-- start of Data shown --
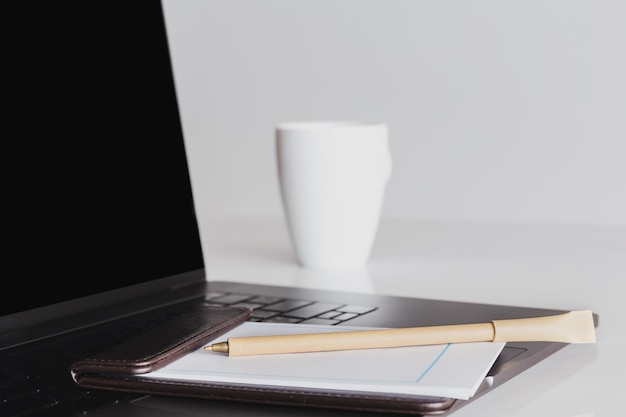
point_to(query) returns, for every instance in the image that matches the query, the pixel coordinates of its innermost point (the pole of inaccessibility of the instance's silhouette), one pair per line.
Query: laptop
(102, 230)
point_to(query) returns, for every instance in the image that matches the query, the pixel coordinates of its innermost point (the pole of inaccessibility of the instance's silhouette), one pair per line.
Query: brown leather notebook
(121, 369)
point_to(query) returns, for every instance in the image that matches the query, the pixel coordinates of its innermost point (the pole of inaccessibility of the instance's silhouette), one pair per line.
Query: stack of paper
(452, 370)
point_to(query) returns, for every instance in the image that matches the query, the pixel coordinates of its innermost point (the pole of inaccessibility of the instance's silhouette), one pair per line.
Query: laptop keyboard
(36, 381)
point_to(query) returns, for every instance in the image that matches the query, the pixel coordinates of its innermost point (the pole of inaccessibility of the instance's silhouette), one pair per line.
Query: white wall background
(505, 111)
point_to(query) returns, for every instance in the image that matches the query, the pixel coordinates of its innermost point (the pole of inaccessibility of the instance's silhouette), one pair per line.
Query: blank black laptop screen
(100, 196)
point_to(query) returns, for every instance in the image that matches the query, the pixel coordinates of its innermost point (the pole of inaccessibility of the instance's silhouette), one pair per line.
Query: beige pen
(571, 327)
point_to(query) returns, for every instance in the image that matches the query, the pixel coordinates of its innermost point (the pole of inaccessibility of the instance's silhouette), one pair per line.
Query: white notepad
(452, 370)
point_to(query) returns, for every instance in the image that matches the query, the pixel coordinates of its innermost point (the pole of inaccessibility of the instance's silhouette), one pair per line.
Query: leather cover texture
(120, 369)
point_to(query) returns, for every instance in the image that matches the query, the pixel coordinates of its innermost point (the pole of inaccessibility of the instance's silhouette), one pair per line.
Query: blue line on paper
(433, 364)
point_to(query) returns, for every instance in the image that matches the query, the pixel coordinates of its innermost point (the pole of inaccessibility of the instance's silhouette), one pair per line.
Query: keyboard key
(282, 319)
(345, 316)
(288, 305)
(317, 320)
(312, 310)
(262, 299)
(356, 309)
(263, 314)
(230, 299)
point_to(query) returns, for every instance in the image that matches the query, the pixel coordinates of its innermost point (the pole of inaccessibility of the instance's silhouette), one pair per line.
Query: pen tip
(221, 347)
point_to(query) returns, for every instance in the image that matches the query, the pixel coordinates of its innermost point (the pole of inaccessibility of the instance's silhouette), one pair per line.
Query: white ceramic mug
(332, 179)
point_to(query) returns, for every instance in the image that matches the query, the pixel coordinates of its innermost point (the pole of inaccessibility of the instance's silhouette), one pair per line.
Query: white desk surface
(567, 267)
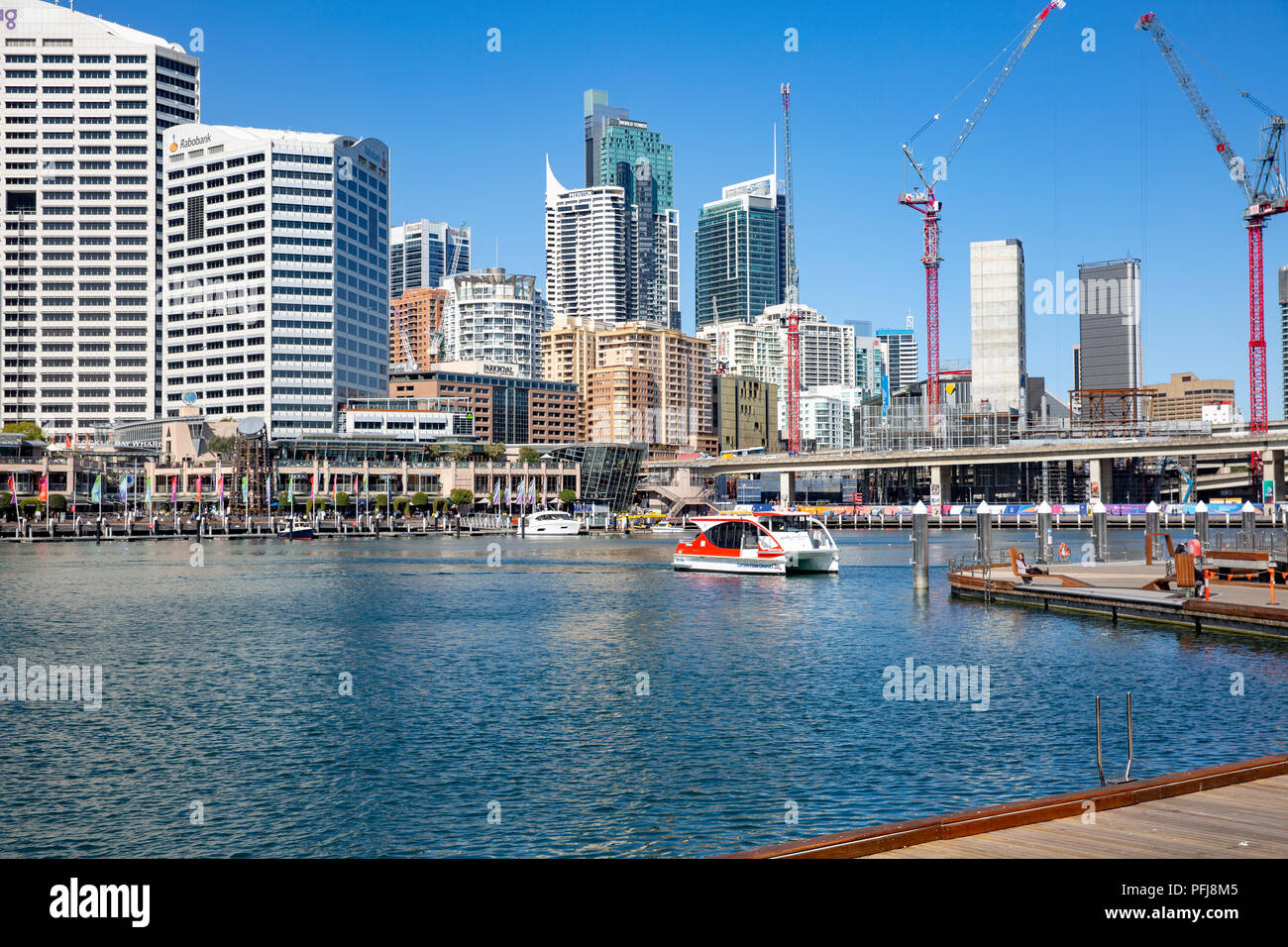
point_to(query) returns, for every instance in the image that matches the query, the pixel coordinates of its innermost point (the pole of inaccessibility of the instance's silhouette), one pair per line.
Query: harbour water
(563, 697)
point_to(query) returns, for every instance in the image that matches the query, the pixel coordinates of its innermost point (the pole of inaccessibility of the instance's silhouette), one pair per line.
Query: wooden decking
(1237, 809)
(1245, 821)
(1129, 590)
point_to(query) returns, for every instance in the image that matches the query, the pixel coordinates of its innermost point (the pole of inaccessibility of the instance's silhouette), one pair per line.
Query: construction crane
(925, 204)
(794, 326)
(1263, 196)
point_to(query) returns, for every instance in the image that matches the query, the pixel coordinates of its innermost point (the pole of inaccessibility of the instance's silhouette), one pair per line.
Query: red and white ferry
(759, 544)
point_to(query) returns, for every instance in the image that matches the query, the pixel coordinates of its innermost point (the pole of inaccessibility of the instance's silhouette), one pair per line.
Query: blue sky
(1083, 157)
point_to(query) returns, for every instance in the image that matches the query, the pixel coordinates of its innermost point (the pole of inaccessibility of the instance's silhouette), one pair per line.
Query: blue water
(511, 688)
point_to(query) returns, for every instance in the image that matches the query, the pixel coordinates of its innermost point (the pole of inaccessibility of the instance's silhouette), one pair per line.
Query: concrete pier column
(1103, 474)
(984, 531)
(787, 487)
(1151, 526)
(1100, 531)
(919, 548)
(1044, 531)
(939, 487)
(1248, 515)
(1201, 523)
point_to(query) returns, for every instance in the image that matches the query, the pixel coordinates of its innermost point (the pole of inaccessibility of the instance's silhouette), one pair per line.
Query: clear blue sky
(1083, 157)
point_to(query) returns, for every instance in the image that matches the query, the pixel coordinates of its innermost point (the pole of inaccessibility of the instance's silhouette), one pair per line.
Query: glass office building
(739, 256)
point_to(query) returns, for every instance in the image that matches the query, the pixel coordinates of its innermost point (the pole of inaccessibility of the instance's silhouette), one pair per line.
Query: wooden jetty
(1237, 599)
(1233, 810)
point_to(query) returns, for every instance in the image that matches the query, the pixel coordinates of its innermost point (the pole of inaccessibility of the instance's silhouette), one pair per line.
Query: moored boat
(759, 544)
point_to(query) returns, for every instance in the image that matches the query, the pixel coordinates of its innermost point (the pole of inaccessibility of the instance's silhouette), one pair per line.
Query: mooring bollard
(984, 532)
(1044, 531)
(919, 547)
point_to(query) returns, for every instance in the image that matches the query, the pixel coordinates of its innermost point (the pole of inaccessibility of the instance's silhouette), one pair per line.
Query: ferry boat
(759, 544)
(553, 523)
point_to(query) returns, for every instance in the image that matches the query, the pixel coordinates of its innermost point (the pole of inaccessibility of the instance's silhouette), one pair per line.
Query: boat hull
(684, 562)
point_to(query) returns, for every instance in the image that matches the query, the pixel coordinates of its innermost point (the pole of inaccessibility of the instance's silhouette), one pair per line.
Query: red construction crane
(1263, 195)
(925, 204)
(794, 326)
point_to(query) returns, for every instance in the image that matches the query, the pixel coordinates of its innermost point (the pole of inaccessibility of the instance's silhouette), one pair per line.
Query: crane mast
(1263, 196)
(923, 201)
(794, 338)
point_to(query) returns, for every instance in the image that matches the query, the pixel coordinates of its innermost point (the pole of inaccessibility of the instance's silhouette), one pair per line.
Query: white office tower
(587, 273)
(84, 107)
(997, 357)
(490, 316)
(424, 252)
(277, 282)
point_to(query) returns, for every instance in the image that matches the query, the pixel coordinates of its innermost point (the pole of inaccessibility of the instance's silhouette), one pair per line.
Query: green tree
(29, 429)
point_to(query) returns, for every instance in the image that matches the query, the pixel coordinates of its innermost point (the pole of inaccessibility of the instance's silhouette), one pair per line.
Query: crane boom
(997, 84)
(1224, 150)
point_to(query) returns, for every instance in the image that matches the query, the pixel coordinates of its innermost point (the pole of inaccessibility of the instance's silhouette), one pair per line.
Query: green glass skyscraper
(741, 253)
(626, 154)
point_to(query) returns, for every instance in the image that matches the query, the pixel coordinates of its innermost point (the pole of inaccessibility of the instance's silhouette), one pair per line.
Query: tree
(29, 429)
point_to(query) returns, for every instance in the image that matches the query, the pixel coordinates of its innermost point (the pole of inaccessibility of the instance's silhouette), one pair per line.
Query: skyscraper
(901, 356)
(421, 254)
(84, 108)
(494, 317)
(587, 252)
(277, 286)
(997, 339)
(626, 154)
(741, 253)
(1109, 325)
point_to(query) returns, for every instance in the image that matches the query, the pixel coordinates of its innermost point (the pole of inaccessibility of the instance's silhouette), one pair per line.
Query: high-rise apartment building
(84, 108)
(416, 329)
(1109, 325)
(626, 154)
(587, 252)
(275, 278)
(741, 253)
(900, 356)
(997, 341)
(677, 365)
(494, 317)
(424, 252)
-- end of Data shown --
Do not include the images; transcribe the rest of the listing exactly.

point_to(query) returns, for every instance in the image that matches the query, the pixel coordinates of its innermost point (the pole of inaccessibility of the instance's silhouette), one pair per line.
Query: laptop
(102, 230)
point_to(query) returns, for every instance in the image that matches the query, the pixel coordinates of its innermost point (the pole of inaccessibility of the instance's silhouette), one pair per line.
Query: brown leather notebook
(121, 369)
point_to(query) returns, for every instance in the image that matches the query, the pixel coordinates of its innermost point (the pole of inaccessibility of the instance's silhouette), one pair per line.
Query: stack of paper
(452, 370)
point_to(query) returns, for every instance in the image that matches the query, the pixel coordinates of its innermost point (the pole of inaccessibility of the instance's silhouette), one pair per line.
Query: laptop keyboard
(36, 381)
point_to(query) returns, for every instance in the image that matches the query, the pixel coordinates of its innermost point (the pole of inaccessibility of the instance's silhouette), one pair per line.
Query: white wall background
(505, 111)
point_to(query) returns, for every instance in the image that matches the query, the pixel coordinates of its innermost point (the pole of inaccessibility of the instance's silhouette), one pair per line.
Query: blank black laptop screen
(100, 196)
point_to(query) returns, for every instance in the image that matches the query, the pixel coordinates of its innermost point (the pole of inaccessibility of the instance's silhouette), one pair per line.
Query: beige pen
(571, 327)
point_to(query) returns, for every instance in the image that matches the query, the pixel coordinates of its innermost point (the pole of inaccessibility of the instance's silhouette), one pair per line.
Query: white notepad
(452, 370)
point_to(query) returns, for every instance in the image that matches the query, the pixel coordinates of its innermost point (the pole of inaccessibility of the instance's silhouette), one pair per line.
Query: leather cover texture
(120, 369)
point_to(query) returns, for every instance in the image that matches the query, the pixel coordinates of its innermost point (the pole of inaccessibility of the instance's silhouette), one pair per line.
Query: blue line on paper
(433, 364)
point_to(query) returns, for every instance in the image that matches the query, the pixel coordinates of its innermost point (the pole of inaccessibility of the instance's silhouette), one pair per line.
Query: keyboard key
(282, 319)
(345, 316)
(288, 305)
(317, 320)
(312, 310)
(262, 299)
(356, 309)
(263, 314)
(230, 299)
point_to(query) returns, for every instance in the image that matches the query, the pixel coordinates of its innermost point (the pole of inaccessibility of the instance's silhouette), one pair per line.
Query: pen tip
(221, 347)
point_to(query) returns, for every instance in the image that matches the query, the pixel coordinates of its innermost point (the pole of inaccessibility of the instance's silhouette), one pair per line.
Query: white ceramic mug
(332, 179)
point_to(query) returns, for every instance in the image that matches the query, the pixel coordinates of its innermost point (the pole of inaccessibility of the instance's silhouette), one pair per line.
Query: white desk surface
(567, 267)
point_to(query) returns, for every instance in the image that matches the query, the pixel coordinates of its innermost point (the pole of inaccessibility of the instance's silhouette), one pair per line.
Query: harbour water
(563, 697)
point_to(query) returns, for every instance in the image that matches the query, the pixel coordinates of its innermost point (the pole of inaccessibility of the instance's silhouette), one pair per line.
Query: wooden decking
(1237, 809)
(1245, 821)
(1129, 590)
point_to(query) returns, for every instance in the image that matches the query, the pixel coordinates of its innermost point (the pole of inaccessibility of the instance's silhouette), one pair per line.
Query: construction crane
(925, 204)
(794, 326)
(1263, 196)
point_to(query) returns, for every instance in the image that matches the query, the pixel coordinates of its innermost point (the pole of inaccessibility of the instance's silhouette), one pair per line.
Query: red and white ferry
(759, 544)
point_to(query) returns, for every instance in the image that matches the query, the pixel coordinates of its innermost point (the pole of inaccessibility of the instance's silhouette), one pair per line.
Query: blue sky
(1083, 157)
point_to(query) returns, for every instance in the image that matches the query, the pixel coordinates of its innermost point (the pole of inaccessibility of the instance's silhouette), one pair per line.
Query: blue water
(511, 688)
point_to(query) returns, for every instance in the image that matches the query, the pixel coordinates of its innermost point (the pole of inaccessibility of the instance's silhouette), one pair per line.
Query: concrete pier column
(1103, 474)
(984, 531)
(787, 487)
(1151, 526)
(1100, 531)
(919, 548)
(1044, 531)
(939, 487)
(1248, 515)
(1201, 523)
point_to(query) returns, for every instance in the image that matches the query, the pixel coordinates of its innermost point (the pole of inaccessibility of the instance's silhouette), one pair per line.
Query: clear blue sky
(1083, 157)
point_to(query) returns, for every instance in the image that matches the query, the pixel coordinates of its innermost point (the pole of inaccessibility of the instance's silhouette), one pair per line.
Query: glass office building
(739, 256)
point_to(query) returns, for every instance in the image that matches the query, the pixel coordinates of its innermost point (the pole of inaccessibility of the instance's silhouette), one pair per line.
Query: wooden jetty
(1237, 599)
(1233, 810)
point_to(query) returns, for every instance in the image that matches the query, the pixel coordinates of its innermost point (the pole of inaccessibility of the instance's silhouette), one pair per line.
Query: moored boat
(759, 544)
point_to(query) returns, for every instance in the image that matches the query, the pixel coordinates of its innermost point (the pole of inaccessibility of the instance's silhouette), one pair per line.
Query: mooring bollard
(984, 532)
(1044, 531)
(919, 547)
point_to(query) returns, for every instance in the image that matches the query, the pixel coordinates of its innermost point (the pole of inaccessibility of the instance's silhouette), one pair per line.
Query: ferry boat
(759, 544)
(553, 523)
point_to(query) returns, for every instance in the image that matches the query, the pixel coordinates of its innermost point (the pole of inaccessibility of the instance's silhouette), one pair per line.
Query: boat hull
(684, 562)
point_to(query) returns, for every instance in the image that matches the query, the pixel coordinates of its innermost point (the pole of inaccessibility of the instance's silhouette), one pair per line.
Query: red construction crane
(1263, 195)
(925, 204)
(794, 326)
point_to(query) returns, for every instance in the image that matches the query, the pixel coordinates of its innermost point (the pole of inaccessibility of the instance's silhouette), one pair per line.
Query: crane mast
(1263, 196)
(923, 201)
(794, 338)
point_to(query) returns, for every instance in the image that matches the query, the pixel coordinates of its innermost point (the pole of inaccessibility of the instance's silhouette), one pair per line.
Query: white office tower
(587, 273)
(84, 107)
(997, 357)
(490, 316)
(424, 252)
(277, 282)
point_to(query) returns, for every instance in the image that matches the query, the pixel coordinates of its innermost point (the pole of inaccessibility of the instance's silhouette), one pair per line.
Query: green tree
(29, 429)
point_to(query) returns, for every instance in the image that matches the query, the pixel coordinates of its innermost point (the pole of inaccessibility of the instance's silhouette), one pair per line.
Query: crane boom
(997, 84)
(1224, 150)
point_to(query) returns, for every instance in the image that matches the query, the pixel coordinates of its innermost point (the pole of inaccessibility of the instance's silhouette), one pair per line.
Query: green glass skyscraper
(741, 253)
(626, 154)
point_to(query) returns, for every instance in the image that matches the query, the pixel coordinates of its innermost point (the pole of inaccessibility of the instance's silhouette), one pair per line.
Query: tree
(29, 429)
point_to(query) returns, for every instance in the image that matches the query, the pixel coordinates of its innermost point (the pole of inaccessibility of the instance's silhouette), one pair per line.
Query: skyscraper
(901, 356)
(421, 254)
(84, 108)
(494, 317)
(587, 252)
(277, 286)
(997, 339)
(626, 154)
(741, 253)
(1109, 325)
point_to(query) returns, for every instance in the image that matches the query, the pixel coordinates of its innermost point (the pole of inaccessibility of the instance's silhouette), one pair per line.
Query: high-rise apartment building
(84, 108)
(416, 329)
(1109, 325)
(626, 154)
(587, 252)
(275, 278)
(741, 253)
(900, 356)
(997, 341)
(677, 365)
(494, 317)
(424, 252)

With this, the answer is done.